### [Do this]
Exactly as written, please set down all of the entries again, with no pictures.
:: Excerpted records ::
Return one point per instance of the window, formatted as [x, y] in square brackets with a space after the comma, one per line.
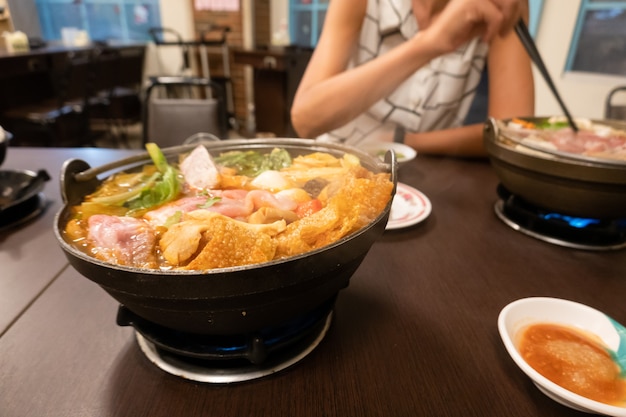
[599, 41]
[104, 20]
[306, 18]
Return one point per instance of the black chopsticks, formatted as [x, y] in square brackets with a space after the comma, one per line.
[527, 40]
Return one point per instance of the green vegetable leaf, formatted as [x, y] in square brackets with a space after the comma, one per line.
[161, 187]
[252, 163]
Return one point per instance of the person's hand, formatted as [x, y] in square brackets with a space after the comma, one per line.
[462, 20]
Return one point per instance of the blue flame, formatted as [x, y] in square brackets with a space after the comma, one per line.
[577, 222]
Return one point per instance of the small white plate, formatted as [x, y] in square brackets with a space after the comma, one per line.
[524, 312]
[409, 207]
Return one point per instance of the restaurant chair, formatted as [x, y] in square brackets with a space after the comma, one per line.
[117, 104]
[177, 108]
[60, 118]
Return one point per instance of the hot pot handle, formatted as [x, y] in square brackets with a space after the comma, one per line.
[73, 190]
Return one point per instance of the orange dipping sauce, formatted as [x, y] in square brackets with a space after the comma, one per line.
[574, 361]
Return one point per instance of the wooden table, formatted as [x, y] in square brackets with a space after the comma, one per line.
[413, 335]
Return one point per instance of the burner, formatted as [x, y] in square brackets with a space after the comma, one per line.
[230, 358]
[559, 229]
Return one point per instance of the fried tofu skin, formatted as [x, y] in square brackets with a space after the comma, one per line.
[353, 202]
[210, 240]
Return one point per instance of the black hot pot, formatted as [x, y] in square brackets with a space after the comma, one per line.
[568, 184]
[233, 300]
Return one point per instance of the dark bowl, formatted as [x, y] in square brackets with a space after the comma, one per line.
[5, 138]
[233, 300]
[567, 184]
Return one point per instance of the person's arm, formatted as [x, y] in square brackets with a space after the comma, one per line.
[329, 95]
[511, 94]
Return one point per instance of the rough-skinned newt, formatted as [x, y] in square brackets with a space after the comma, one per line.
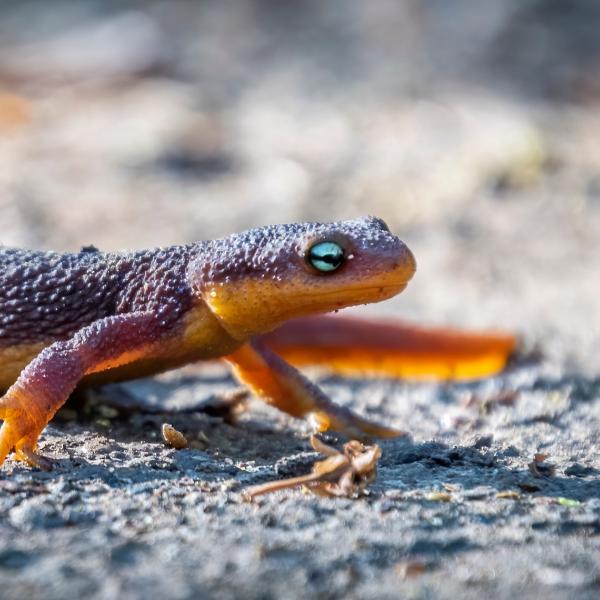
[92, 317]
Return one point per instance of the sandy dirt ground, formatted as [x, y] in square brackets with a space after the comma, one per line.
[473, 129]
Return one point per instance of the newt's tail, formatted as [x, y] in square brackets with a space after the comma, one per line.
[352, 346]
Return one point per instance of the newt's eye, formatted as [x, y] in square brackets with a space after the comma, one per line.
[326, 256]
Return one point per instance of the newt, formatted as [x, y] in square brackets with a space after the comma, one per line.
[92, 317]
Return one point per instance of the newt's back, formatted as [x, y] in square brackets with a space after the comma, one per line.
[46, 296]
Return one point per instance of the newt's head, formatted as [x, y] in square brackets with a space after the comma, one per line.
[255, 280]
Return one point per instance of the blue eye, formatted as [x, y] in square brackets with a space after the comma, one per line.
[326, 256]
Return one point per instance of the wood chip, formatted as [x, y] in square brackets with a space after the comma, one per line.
:::
### [Task response]
Return one point per instance of the window, formatted as [x, y] in square brackets with a space after the comma, one per line.
[599, 41]
[104, 20]
[306, 18]
Return one point per instance of the black chopsticks, formatted as [x, y] in square brackets with a space after the comma, one per line.
[527, 40]
Return one point per instance of the green vegetable leaf, formatted as [x, y] in square brackets with a space after the comma, one per line.
[161, 187]
[252, 163]
Return one point per instance of the person's hand, formatted as [x, y] in square brackets with a space after the comma, one per line.
[462, 20]
Return one point per instance of the blue flame, formatted as [x, y] in square brackets with a space after the comma, one per line.
[577, 222]
Return one point per instance of the small white plate, formatted as [x, y] in square brackets with a space after the comma, one per line.
[524, 312]
[409, 207]
Return one point per instance of the restaurant chair, formatted as [x, y] in square brackets with a space after the comma, one per line.
[117, 104]
[177, 108]
[60, 118]
Return one point per instance of the hot pot handle, formatted as [x, y] in square brackets with a space after the comma, one per line.
[73, 190]
Return one point per instance of the orange dipping sauce, formatted as [x, y] in square brackets with a space after the comma, one per line.
[574, 361]
Return one point per instance of the wooden table, formatted as [x, y] in square brackets with a space after the comma, one per line.
[413, 335]
Return one point per instance of the burner, formatted as [x, y] in square brackets with a space after the comma, one per line.
[230, 358]
[559, 229]
Return one point per instance of the fried tofu skin, formatted as [x, y] in square brackets with a space after the comma, one per line.
[353, 202]
[210, 240]
Return one point per instance of the black hot pot, formatted as [x, y] in square brackets with a space after the comma, one per line.
[568, 184]
[233, 300]
Return one point per instance of the dark bowl, formatted as [x, y] in square brackets with a space after the comma, one per line.
[5, 138]
[233, 300]
[567, 184]
Return one point per instance of the person's arm, formatted as [x, y] in square brackets with a space after the comma, one per line.
[329, 95]
[511, 94]
Return one point per instance of the rough-skinned newt, formatted as [x, y] in square brackets with a space after the comma, one per line.
[92, 317]
Return one point per instance of the sandy dirt ground, formatted as [x, y] in square brackets with a space after the comma, one per line.
[473, 129]
Return one point per instance of the newt's tail, formatted as [x, y] in square brackets with a space after the comma, one per line.
[352, 346]
Return one point per instance of the newt's eye, formatted as [x, y] in square brackets with a space after the comma, one per line.
[326, 256]
Return one point per instance of the newt, formatted as [x, y] in square brackets with a space after the comma, one per line.
[92, 317]
Return one point per instance of the newt's back, formatted as [x, y] in square brackets with a space after the comma, one per line.
[46, 296]
Return one point per instance of the newt's head, formatted as [x, y] in square brackets with a space after the comma, one per line.
[255, 280]
Return one point per instance of the blue eye, formatted as [x, y] in square brackets with a space after the comma, one per line.
[326, 256]
Return one point per instance of the wood chip, formatted as [x, y] in square brackets with a space after the comma, one per line.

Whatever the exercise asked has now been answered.